Carry on the court opinion about the oil company's bond issue, picking up right after its final sentence.

TEXT EXTRACT.

+ + + + + + +

The evidence shows beyond dispute that the oil company had at that time some property of value, even though the circular may have been to a considerable degree deceptive, and factors which entered into that value were misrepresented. There is no claim that the moneys it received from the bond issue were stolen or misapplied by the corporate officers. If conditions in the oil trade had not become demoralized, perhaps the oil company might have been sufficiently successful to pay the principal sum represented by the bond issue. All that is conjecture. The fact is that conditions in the oil trade did become demoralized and the oil company went into the hands of a receiver. The subsequent sale of its property for $50,000 does not lead to any possible inference that its property was worth no more at the time when the plaintiff purchased his bond, over two years before the receiver was appointed. The sale was a forced sale; the only bidder was the bondholders' protective committee. Other bidders would be compelled to pay the full purchase price in cash; that bidder could be compelled to pay in cash only the proportion of the amount realized on the sale which would be distributable to bondholders who had not deposited their bonds. It may be doubted whether the price paid at such a sale is any evidence of the value of the property sold even at the time of the sale. ( Knickerbocker Life Ins. Co. v. Nelson, 78 N.Y. 137; Parmenter v. Fitzpatrick, 135 N.Y. 190; Brady v. Finn, 162 Mass. 260; Koski v. Haskins, 236 Mass. 346; West Skokie Drainage Dist. v. Dawson, 243 Ill. 175; Martinett v. Maczkewicz, 59 N.J.L. 11; Matter of McAusland, 235 Fed. Rep. 173.) There can be no doubt that it does not permit any inference that the property was worth no more when the plaintiff bought his bond, since other evidence establishes beyond possible doubt that its value was much greater at the earlier period. The master's report establishes that the plaintiff could not by any legal proceedings obtain a payment of more than $5.84 upon his bond. It establishes nothing else.

+ + + + + + +

Collected data entries
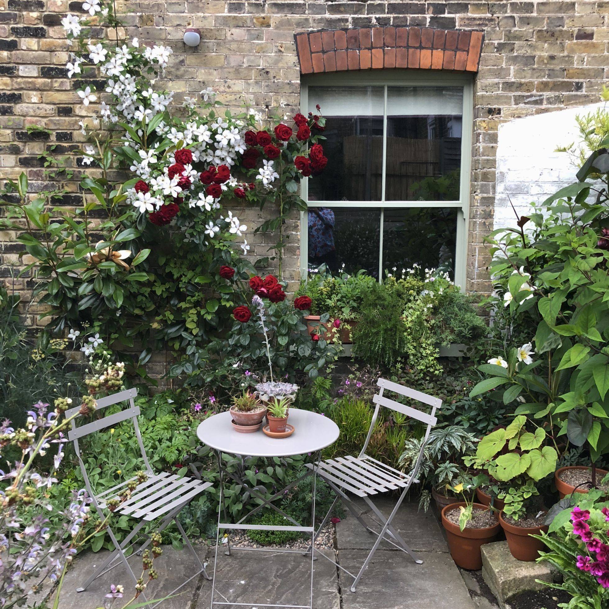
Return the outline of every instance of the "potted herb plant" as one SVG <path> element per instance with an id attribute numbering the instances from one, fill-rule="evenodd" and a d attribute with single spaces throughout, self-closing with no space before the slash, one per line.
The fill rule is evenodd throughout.
<path id="1" fill-rule="evenodd" d="M 459 566 L 474 571 L 482 568 L 480 548 L 494 541 L 501 530 L 493 510 L 474 503 L 463 492 L 473 490 L 476 484 L 474 481 L 471 485 L 454 487 L 453 491 L 460 493 L 463 501 L 446 505 L 441 513 L 452 560 Z"/>
<path id="2" fill-rule="evenodd" d="M 289 404 L 289 400 L 285 397 L 269 403 L 267 409 L 267 418 L 269 420 L 269 430 L 272 434 L 281 434 L 286 431 Z"/>
<path id="3" fill-rule="evenodd" d="M 235 431 L 249 434 L 259 428 L 266 413 L 266 406 L 255 394 L 244 391 L 241 395 L 233 398 L 233 405 L 229 410 Z"/>
<path id="4" fill-rule="evenodd" d="M 476 454 L 464 459 L 467 465 L 486 472 L 500 483 L 503 490 L 498 497 L 504 505 L 499 522 L 510 552 L 519 560 L 535 560 L 541 549 L 541 543 L 530 537 L 545 530 L 546 510 L 535 483 L 554 472 L 558 459 L 552 446 L 543 446 L 545 431 L 537 427 L 534 432 L 527 431 L 527 423 L 524 415 L 515 417 L 505 429 L 485 435 Z"/>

+ + + + + + +

REPLY.
If we hold that the plaintiff's damages are the difference between the market value of his bond at the time of its purchase and the price paid, we deny him all remedy in an action at law for the deceit. The plaintiff was not bound to sell. He had purchased for investment. He had no information which should have led him to believe that the prudent course was to sell. Since he was induced to purchase for investment, the existence of a market where he might have sold does not break the chain of cause and effect between the original deceit and the ultimate loss. The price at which the bond would sell in the market might not even represent its real value. The defendant was at that time engaged in marketing the bond issue it had bought. The market price of the bonds would naturally be affected by the representations contained in the circular. Sales of the corporate securities are not shown to have been unaffected by the defendant's position. It has been held under somewhat analogous conditions that even though in fixing the plaintiff's loss, the real value of the plaintiff's securities at the time they were received by him must be taken as a basis, and "events injurious to the company, which occurred not from intrinsic defects in it, but from events which happened after the purchase, cannot be taken into account; if there is no better evidence, the result of the winding up of the company and the amount which will be returned to the shareholders may be taken into account." ( Peek v. Derry, 37 Ch. D. 541. See, also, Twycross v. Grant, 2 C.P.D. 469; Whiting v. Price, 172 Mass. 240.)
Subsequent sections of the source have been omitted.